Region pointing data:
════════════════════

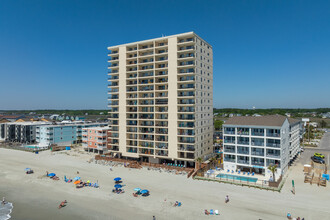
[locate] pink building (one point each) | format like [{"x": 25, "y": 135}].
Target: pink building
[{"x": 95, "y": 139}]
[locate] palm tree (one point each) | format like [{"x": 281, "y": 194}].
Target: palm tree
[
  {"x": 199, "y": 161},
  {"x": 273, "y": 169}
]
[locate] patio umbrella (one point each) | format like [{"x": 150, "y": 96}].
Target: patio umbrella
[
  {"x": 118, "y": 186},
  {"x": 117, "y": 179}
]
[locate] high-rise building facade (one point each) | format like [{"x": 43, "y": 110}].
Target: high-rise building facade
[{"x": 161, "y": 99}]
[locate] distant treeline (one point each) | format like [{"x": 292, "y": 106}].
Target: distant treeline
[
  {"x": 281, "y": 111},
  {"x": 59, "y": 112}
]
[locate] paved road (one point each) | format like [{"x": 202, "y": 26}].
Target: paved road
[{"x": 323, "y": 148}]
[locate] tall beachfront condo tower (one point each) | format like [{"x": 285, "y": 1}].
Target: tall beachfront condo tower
[{"x": 161, "y": 99}]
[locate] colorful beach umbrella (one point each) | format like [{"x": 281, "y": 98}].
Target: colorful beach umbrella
[
  {"x": 118, "y": 186},
  {"x": 117, "y": 179}
]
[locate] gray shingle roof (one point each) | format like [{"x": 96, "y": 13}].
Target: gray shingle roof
[{"x": 268, "y": 120}]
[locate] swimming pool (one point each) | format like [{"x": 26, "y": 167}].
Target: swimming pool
[{"x": 233, "y": 177}]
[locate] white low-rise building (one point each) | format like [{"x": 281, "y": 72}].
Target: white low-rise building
[
  {"x": 295, "y": 127},
  {"x": 251, "y": 144}
]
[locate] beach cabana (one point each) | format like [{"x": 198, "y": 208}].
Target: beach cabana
[{"x": 118, "y": 186}]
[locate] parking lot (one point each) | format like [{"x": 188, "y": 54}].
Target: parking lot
[{"x": 323, "y": 148}]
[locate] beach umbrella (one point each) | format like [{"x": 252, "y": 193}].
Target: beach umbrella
[
  {"x": 117, "y": 179},
  {"x": 118, "y": 186}
]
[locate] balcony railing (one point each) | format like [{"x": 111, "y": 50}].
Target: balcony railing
[
  {"x": 243, "y": 161},
  {"x": 243, "y": 142},
  {"x": 273, "y": 135},
  {"x": 273, "y": 145},
  {"x": 256, "y": 153}
]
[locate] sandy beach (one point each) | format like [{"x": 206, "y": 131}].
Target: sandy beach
[{"x": 36, "y": 197}]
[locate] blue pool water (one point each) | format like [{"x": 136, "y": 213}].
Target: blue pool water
[
  {"x": 233, "y": 177},
  {"x": 32, "y": 147}
]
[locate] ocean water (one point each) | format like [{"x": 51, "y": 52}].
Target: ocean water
[{"x": 5, "y": 211}]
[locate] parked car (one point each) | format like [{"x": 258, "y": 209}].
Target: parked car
[
  {"x": 317, "y": 160},
  {"x": 319, "y": 155}
]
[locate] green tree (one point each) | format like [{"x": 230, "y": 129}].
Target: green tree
[
  {"x": 199, "y": 160},
  {"x": 323, "y": 124},
  {"x": 273, "y": 169}
]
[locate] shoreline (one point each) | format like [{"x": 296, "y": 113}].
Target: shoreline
[{"x": 35, "y": 197}]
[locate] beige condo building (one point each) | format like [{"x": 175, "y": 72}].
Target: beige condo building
[{"x": 161, "y": 99}]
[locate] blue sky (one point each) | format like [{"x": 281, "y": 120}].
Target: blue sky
[{"x": 267, "y": 54}]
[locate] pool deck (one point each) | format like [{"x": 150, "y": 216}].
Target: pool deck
[{"x": 260, "y": 178}]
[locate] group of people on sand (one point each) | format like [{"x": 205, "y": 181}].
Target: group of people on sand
[
  {"x": 289, "y": 216},
  {"x": 118, "y": 191},
  {"x": 62, "y": 204},
  {"x": 206, "y": 212},
  {"x": 3, "y": 201}
]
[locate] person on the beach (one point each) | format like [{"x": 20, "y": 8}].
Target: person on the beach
[
  {"x": 227, "y": 199},
  {"x": 62, "y": 204}
]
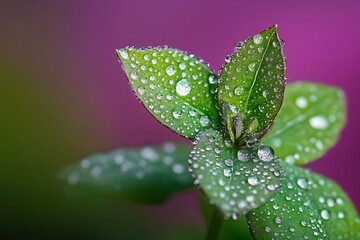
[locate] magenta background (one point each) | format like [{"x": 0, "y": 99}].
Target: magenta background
[{"x": 66, "y": 53}]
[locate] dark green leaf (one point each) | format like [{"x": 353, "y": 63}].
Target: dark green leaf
[
  {"x": 309, "y": 122},
  {"x": 253, "y": 80},
  {"x": 177, "y": 89},
  {"x": 307, "y": 206},
  {"x": 146, "y": 175},
  {"x": 234, "y": 180}
]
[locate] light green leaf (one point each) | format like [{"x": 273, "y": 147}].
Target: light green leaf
[
  {"x": 307, "y": 206},
  {"x": 253, "y": 81},
  {"x": 309, "y": 122},
  {"x": 146, "y": 175},
  {"x": 234, "y": 180},
  {"x": 177, "y": 89}
]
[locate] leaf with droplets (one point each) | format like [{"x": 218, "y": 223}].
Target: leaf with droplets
[
  {"x": 307, "y": 206},
  {"x": 308, "y": 123},
  {"x": 177, "y": 89},
  {"x": 234, "y": 180},
  {"x": 253, "y": 80},
  {"x": 146, "y": 175}
]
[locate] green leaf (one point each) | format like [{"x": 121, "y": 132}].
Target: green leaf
[
  {"x": 177, "y": 89},
  {"x": 309, "y": 122},
  {"x": 234, "y": 180},
  {"x": 252, "y": 82},
  {"x": 307, "y": 206},
  {"x": 146, "y": 175}
]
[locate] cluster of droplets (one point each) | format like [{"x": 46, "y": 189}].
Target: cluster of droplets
[
  {"x": 127, "y": 164},
  {"x": 317, "y": 211},
  {"x": 301, "y": 120},
  {"x": 254, "y": 78},
  {"x": 173, "y": 85},
  {"x": 235, "y": 181}
]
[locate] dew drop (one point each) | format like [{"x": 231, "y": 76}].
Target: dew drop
[
  {"x": 253, "y": 181},
  {"x": 123, "y": 53},
  {"x": 325, "y": 214},
  {"x": 251, "y": 67},
  {"x": 301, "y": 102},
  {"x": 258, "y": 39},
  {"x": 134, "y": 75},
  {"x": 183, "y": 87},
  {"x": 177, "y": 113},
  {"x": 318, "y": 122},
  {"x": 243, "y": 155},
  {"x": 301, "y": 182},
  {"x": 170, "y": 70},
  {"x": 204, "y": 121},
  {"x": 265, "y": 153}
]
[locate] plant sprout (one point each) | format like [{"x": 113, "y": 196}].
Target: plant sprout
[{"x": 250, "y": 137}]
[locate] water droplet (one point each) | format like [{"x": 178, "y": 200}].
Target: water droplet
[
  {"x": 325, "y": 214},
  {"x": 278, "y": 220},
  {"x": 123, "y": 53},
  {"x": 170, "y": 70},
  {"x": 265, "y": 153},
  {"x": 318, "y": 122},
  {"x": 182, "y": 66},
  {"x": 177, "y": 113},
  {"x": 243, "y": 155},
  {"x": 183, "y": 87},
  {"x": 252, "y": 66},
  {"x": 301, "y": 182},
  {"x": 212, "y": 79},
  {"x": 141, "y": 90},
  {"x": 301, "y": 102},
  {"x": 228, "y": 162},
  {"x": 204, "y": 121},
  {"x": 253, "y": 181},
  {"x": 134, "y": 75},
  {"x": 227, "y": 172},
  {"x": 178, "y": 168},
  {"x": 258, "y": 39}
]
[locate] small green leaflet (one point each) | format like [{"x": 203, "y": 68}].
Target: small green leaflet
[
  {"x": 146, "y": 175},
  {"x": 309, "y": 122},
  {"x": 235, "y": 180},
  {"x": 177, "y": 89},
  {"x": 307, "y": 206},
  {"x": 252, "y": 82}
]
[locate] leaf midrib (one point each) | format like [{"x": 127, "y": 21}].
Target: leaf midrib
[{"x": 257, "y": 71}]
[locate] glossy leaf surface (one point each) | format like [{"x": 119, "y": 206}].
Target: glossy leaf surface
[
  {"x": 309, "y": 122},
  {"x": 307, "y": 206},
  {"x": 252, "y": 82},
  {"x": 234, "y": 180},
  {"x": 177, "y": 89},
  {"x": 146, "y": 175}
]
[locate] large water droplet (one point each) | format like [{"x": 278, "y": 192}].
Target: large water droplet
[
  {"x": 123, "y": 53},
  {"x": 301, "y": 182},
  {"x": 253, "y": 181},
  {"x": 318, "y": 122},
  {"x": 177, "y": 113},
  {"x": 204, "y": 121},
  {"x": 243, "y": 155},
  {"x": 170, "y": 70},
  {"x": 265, "y": 153},
  {"x": 301, "y": 102},
  {"x": 258, "y": 39},
  {"x": 183, "y": 87}
]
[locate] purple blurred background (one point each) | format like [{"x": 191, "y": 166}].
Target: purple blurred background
[{"x": 64, "y": 95}]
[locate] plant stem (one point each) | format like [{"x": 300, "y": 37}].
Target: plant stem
[{"x": 214, "y": 226}]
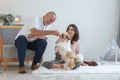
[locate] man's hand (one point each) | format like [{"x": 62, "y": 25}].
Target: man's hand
[{"x": 35, "y": 32}]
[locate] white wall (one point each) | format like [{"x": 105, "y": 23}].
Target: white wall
[{"x": 96, "y": 19}]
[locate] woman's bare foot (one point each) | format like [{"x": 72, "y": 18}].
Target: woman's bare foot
[
  {"x": 84, "y": 64},
  {"x": 57, "y": 66}
]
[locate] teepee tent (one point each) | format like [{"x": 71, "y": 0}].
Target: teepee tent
[{"x": 111, "y": 52}]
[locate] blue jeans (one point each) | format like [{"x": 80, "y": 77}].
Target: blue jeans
[{"x": 38, "y": 46}]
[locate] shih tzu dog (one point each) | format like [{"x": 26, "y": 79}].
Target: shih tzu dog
[{"x": 63, "y": 51}]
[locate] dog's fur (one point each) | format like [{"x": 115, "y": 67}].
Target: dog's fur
[{"x": 64, "y": 51}]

════════════════════

**WORK REQUIRED**
Please repeat, exactly and with nothing else, the lines from the one containing "Target: purple blurred background" to the last line of the entries, both included, excluding any pictures.

**ANSWER FOR THE TASK**
Target: purple blurred background
[{"x": 64, "y": 95}]
[locate] plant stem (one point each) | format like [{"x": 300, "y": 37}].
Target: plant stem
[{"x": 214, "y": 226}]
[locate] man's hand (one point each) | format like [{"x": 62, "y": 25}].
Target: man's hand
[{"x": 35, "y": 32}]
[locate] white wall (one point each) | format like [{"x": 105, "y": 23}].
Target: white wall
[{"x": 96, "y": 19}]
[locate] woman's bare foot (one point each) | format like [{"x": 72, "y": 18}].
Target: woman's bare foot
[
  {"x": 84, "y": 64},
  {"x": 57, "y": 66}
]
[locate] teepee tent (one point each) | format like [{"x": 71, "y": 0}].
Target: teepee tent
[{"x": 111, "y": 52}]
[locate] blue jeans (one point each) | format like [{"x": 80, "y": 77}].
Target: blue jeans
[{"x": 38, "y": 46}]
[locate] shih tzu dog (one point each) | format like [{"x": 26, "y": 79}].
Target: shih tzu dog
[{"x": 63, "y": 51}]
[locate] dog's fur (one point each) | format like [{"x": 115, "y": 67}].
Target: dog's fur
[{"x": 64, "y": 51}]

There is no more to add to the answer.